### DIRECTIONS FOR THIS TASK
Please rewrite every line of the listing below as a JSON list of strings, one string per line, leaving out any blank lines.

[Dataset extracts labeled with boxes]
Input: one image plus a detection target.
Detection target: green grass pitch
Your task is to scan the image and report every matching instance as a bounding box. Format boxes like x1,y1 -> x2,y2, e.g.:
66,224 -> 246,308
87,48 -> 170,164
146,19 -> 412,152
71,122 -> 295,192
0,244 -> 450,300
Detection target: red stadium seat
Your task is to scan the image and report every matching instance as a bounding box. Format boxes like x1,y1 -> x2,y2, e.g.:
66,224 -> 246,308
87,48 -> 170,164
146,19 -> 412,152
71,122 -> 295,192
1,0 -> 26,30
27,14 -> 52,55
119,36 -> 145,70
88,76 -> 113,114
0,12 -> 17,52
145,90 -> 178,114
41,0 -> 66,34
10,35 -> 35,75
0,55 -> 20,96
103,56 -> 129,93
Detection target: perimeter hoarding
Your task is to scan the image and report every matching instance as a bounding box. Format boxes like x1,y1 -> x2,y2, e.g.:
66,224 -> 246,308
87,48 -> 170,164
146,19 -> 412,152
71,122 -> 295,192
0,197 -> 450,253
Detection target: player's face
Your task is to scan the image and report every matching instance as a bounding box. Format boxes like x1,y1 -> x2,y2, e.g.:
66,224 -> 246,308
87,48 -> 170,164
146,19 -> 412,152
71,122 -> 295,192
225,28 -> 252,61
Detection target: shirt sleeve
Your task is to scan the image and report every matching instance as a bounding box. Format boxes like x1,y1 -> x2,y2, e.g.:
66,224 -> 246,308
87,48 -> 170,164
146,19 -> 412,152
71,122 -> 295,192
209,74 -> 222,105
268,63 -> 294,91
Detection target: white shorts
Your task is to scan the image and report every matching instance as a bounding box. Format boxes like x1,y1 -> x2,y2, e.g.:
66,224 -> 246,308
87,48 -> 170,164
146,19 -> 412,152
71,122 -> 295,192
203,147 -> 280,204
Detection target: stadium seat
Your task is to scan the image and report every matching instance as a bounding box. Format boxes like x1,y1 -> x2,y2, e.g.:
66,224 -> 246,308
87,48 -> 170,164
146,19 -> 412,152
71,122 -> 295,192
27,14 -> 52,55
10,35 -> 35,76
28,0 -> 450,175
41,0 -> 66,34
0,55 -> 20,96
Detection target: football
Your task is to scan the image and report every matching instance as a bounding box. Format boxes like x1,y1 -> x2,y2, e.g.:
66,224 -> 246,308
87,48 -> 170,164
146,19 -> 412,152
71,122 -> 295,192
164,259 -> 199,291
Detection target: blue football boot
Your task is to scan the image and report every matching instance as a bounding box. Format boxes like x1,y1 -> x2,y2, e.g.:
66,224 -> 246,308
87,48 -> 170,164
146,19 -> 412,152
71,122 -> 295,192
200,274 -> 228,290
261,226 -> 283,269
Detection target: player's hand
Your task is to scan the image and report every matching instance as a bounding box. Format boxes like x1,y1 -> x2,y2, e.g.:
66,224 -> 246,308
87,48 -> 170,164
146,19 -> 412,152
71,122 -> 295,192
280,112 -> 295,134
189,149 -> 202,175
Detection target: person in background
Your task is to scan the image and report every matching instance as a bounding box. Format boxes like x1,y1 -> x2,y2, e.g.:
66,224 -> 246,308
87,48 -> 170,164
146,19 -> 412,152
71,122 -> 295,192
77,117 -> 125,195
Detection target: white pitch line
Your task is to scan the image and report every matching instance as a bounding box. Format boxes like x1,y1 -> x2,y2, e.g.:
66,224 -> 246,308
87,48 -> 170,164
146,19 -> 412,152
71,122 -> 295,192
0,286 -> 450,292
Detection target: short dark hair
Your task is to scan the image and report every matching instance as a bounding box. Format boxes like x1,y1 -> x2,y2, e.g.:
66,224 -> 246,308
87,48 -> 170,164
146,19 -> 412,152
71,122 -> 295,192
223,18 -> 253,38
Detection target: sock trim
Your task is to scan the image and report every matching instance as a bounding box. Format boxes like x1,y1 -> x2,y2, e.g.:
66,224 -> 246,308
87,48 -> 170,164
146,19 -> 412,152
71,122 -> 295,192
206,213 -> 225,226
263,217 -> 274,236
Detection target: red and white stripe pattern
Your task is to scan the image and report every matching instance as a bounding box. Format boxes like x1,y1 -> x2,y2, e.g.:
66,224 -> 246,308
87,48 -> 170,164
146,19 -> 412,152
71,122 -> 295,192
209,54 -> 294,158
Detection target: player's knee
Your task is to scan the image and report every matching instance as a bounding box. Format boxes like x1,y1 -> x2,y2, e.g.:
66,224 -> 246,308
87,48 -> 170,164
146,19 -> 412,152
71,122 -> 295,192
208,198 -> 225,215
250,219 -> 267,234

### RESULT FOR THIS EXERCISE
[
  "Input: one image plus a detection target.",
  "Detection target: green grass pitch",
  "Your task is to scan the image and report every matching instance as a bounding box. Format boxes like x1,y1 -> x2,y2, e.g.:",
  "66,224 -> 246,308",
  "87,48 -> 170,164",
  "146,19 -> 412,152",
  "71,122 -> 295,192",
  "0,244 -> 450,300",
  "Detection target: red stadium seat",
  "Your task is to scan the image and report every matching instance as a bounding box. Format boxes like x1,y1 -> x2,y2, e.g.:",
  "66,224 -> 246,308",
  "87,48 -> 170,164",
  "146,19 -> 412,152",
  "71,122 -> 295,192",
  "1,0 -> 26,30",
  "27,14 -> 52,55",
  "119,36 -> 145,70",
  "88,76 -> 113,114",
  "0,12 -> 17,52",
  "145,90 -> 178,114",
  "41,0 -> 66,34",
  "10,35 -> 35,75",
  "0,55 -> 20,96",
  "103,56 -> 129,93",
  "Detection target: perimeter hoarding",
  "Your task is to scan the image and report every matching instance as a bounding box. Format boxes like x1,y1 -> x2,y2, e.g.:",
  "66,224 -> 246,308",
  "87,48 -> 170,164",
  "146,19 -> 412,152",
  "71,122 -> 295,192",
  "0,197 -> 450,253",
  "Detection target: player's face",
  "Your task is to scan the image and report every matching instance as a bounding box. Format boxes like x1,y1 -> x2,y2, e.g.:",
  "66,224 -> 246,308",
  "87,48 -> 170,164",
  "146,19 -> 412,152",
  "71,122 -> 295,192",
  "225,28 -> 252,61",
  "Detection target: shirt sleeve",
  "Your task is to scan the image and report every matching instance as a bounding box. Format boxes like x1,y1 -> x2,y2, e.g.:",
  "66,224 -> 246,308",
  "87,48 -> 170,164",
  "146,19 -> 412,152",
  "71,122 -> 295,192",
  "209,74 -> 222,105",
  "268,63 -> 294,91",
  "Detection target: white shorts",
  "Your task is to scan the image and report every matching instance as a bounding box. Format boxes like x1,y1 -> x2,y2, e.g.:",
  "66,224 -> 246,308",
  "87,48 -> 170,164",
  "146,19 -> 412,152",
  "71,122 -> 295,192",
  "203,147 -> 280,204",
  "Detection target: stadium seat",
  "Your task is to scan the image and report every matching instance as a bounding box. Format boxes like x1,y1 -> x2,y2, e.g.:",
  "66,224 -> 246,308",
  "87,48 -> 170,164",
  "146,19 -> 412,152",
  "71,122 -> 295,192",
  "27,14 -> 52,55",
  "10,35 -> 35,76",
  "28,0 -> 450,175",
  "41,0 -> 66,34",
  "0,55 -> 20,96",
  "Detection target: football",
  "Your task is to scan the image and report every matching instance as a bounding box. Format boxes like x1,y1 -> x2,y2, e.g.:",
  "66,224 -> 246,308",
  "87,48 -> 170,164",
  "146,19 -> 412,152",
  "71,122 -> 295,192",
  "164,259 -> 199,291",
  "Detection target: blue football boot",
  "Your task is to scan the image and report every matching instance as a bounding box. Format boxes like x1,y1 -> x2,y2, e.g.:",
  "66,224 -> 246,308",
  "87,48 -> 170,164",
  "146,19 -> 412,152",
  "71,122 -> 295,192",
  "200,274 -> 228,290",
  "261,226 -> 283,269",
  "Detection target: player's hand",
  "Your task is to scan the image and report every matching instance as a bounding box. Format boxes like x1,y1 -> x2,y2, e.g.:",
  "66,224 -> 246,308",
  "87,48 -> 170,164",
  "146,19 -> 412,152",
  "71,122 -> 295,192",
  "280,112 -> 295,134",
  "189,149 -> 202,175",
  "Detection target: person in background",
  "Your task is to scan the image and report every matching instance as a bounding box. Format boxes like x1,y1 -> x2,y2, e.g.:",
  "66,224 -> 246,308",
  "87,48 -> 170,164",
  "146,19 -> 412,152",
  "71,122 -> 295,192",
  "77,117 -> 125,195",
  "Detection target: white pitch line",
  "Your task is to scan the image and report every matching instance as a bounding box. Format boxes like x1,y1 -> x2,y2, e.g.:",
  "66,224 -> 246,308",
  "87,48 -> 170,164",
  "146,19 -> 412,152",
  "71,122 -> 295,192",
  "0,286 -> 450,292",
  "Detection target: short dark hair",
  "Your task is to scan the image and report every matching instance as a bounding box. Format boxes like x1,y1 -> x2,y2, e.g.:",
  "66,224 -> 246,308",
  "87,48 -> 170,164",
  "146,19 -> 412,152",
  "71,122 -> 295,192",
  "223,18 -> 253,38",
  "Detection target: sock trim",
  "Your task is to scan the image and report every matching instance as a bounding box. Format boxes like x1,y1 -> x2,y2, e.g.:",
  "66,224 -> 246,308",
  "87,48 -> 170,164",
  "146,19 -> 412,152",
  "71,122 -> 295,192",
  "206,213 -> 225,226",
  "263,217 -> 274,236",
  "Detection target: red and white stripe pattern",
  "Your task is to scan the image and report every matching instance as a bounding box. Format boxes like x1,y1 -> x2,y2, e.g.:",
  "66,224 -> 246,308",
  "87,48 -> 170,164",
  "146,19 -> 412,152",
  "71,122 -> 295,192",
  "209,54 -> 294,158",
  "Detection target: player's knee",
  "Your task is to scan the image and report every matching instance as a bounding box. Format boxes like x1,y1 -> x2,y2, e.g.:",
  "66,224 -> 246,308",
  "87,48 -> 170,164",
  "146,19 -> 412,152",
  "71,122 -> 295,192",
  "208,198 -> 225,215",
  "250,219 -> 267,234"
]